:: SET EXERCISE ::
Write out the listing below from the line containing "Wildlife-tally request: put a marker on the green" to its last line, unaltered, ends included.

Records from a dataset:

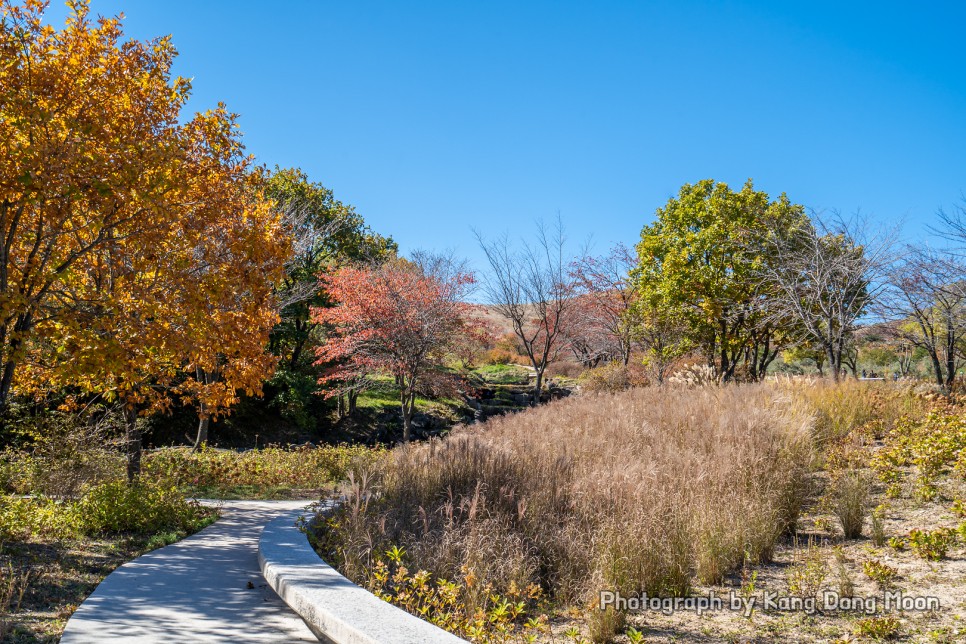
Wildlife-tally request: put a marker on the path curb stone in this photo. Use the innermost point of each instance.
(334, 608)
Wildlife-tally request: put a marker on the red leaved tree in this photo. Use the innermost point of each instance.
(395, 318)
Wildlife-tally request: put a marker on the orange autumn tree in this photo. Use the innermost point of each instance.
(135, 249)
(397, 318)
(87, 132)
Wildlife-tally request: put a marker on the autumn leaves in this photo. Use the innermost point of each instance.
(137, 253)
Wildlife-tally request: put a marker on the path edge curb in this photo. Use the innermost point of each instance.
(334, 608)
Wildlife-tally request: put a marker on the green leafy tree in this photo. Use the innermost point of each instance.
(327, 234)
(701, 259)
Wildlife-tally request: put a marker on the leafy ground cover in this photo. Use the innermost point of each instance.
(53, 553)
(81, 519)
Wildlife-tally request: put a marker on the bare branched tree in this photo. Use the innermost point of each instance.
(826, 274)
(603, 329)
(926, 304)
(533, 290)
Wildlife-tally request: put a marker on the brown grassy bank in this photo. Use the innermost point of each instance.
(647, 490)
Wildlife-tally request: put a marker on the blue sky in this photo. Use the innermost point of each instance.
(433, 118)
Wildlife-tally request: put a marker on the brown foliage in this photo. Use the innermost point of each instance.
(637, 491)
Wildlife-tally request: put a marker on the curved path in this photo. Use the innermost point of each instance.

:: WORKED SOLUTION ::
Wildlife-tally request: put a marker on the green leafy tree in this photo. Use the innermost point of each instance.
(327, 234)
(701, 259)
Wildlife-tally request: put a marker on the leafy ground cover in this photo. Use the innermost point of each instance.
(53, 553)
(81, 519)
Wildlife-tally request: put a marker on the bare branched tree in this photo. Use the innermost point of each instance.
(826, 274)
(603, 329)
(926, 304)
(533, 290)
Wildlife-tally request: put a marker on the brown grassy bank in this photo. Use the innermost point of each instance.
(647, 490)
Wildlife-tally request: put a marker on the blue sky in this photo. Use the innermost point of each instance.
(433, 118)
Wildlife-tally request: put a marker on the brown foliage in this photo. Use the innermost point of each instance.
(637, 491)
Wildlife-tally request: put a marker on the curved path in this photo. Use the innermost point of each instance.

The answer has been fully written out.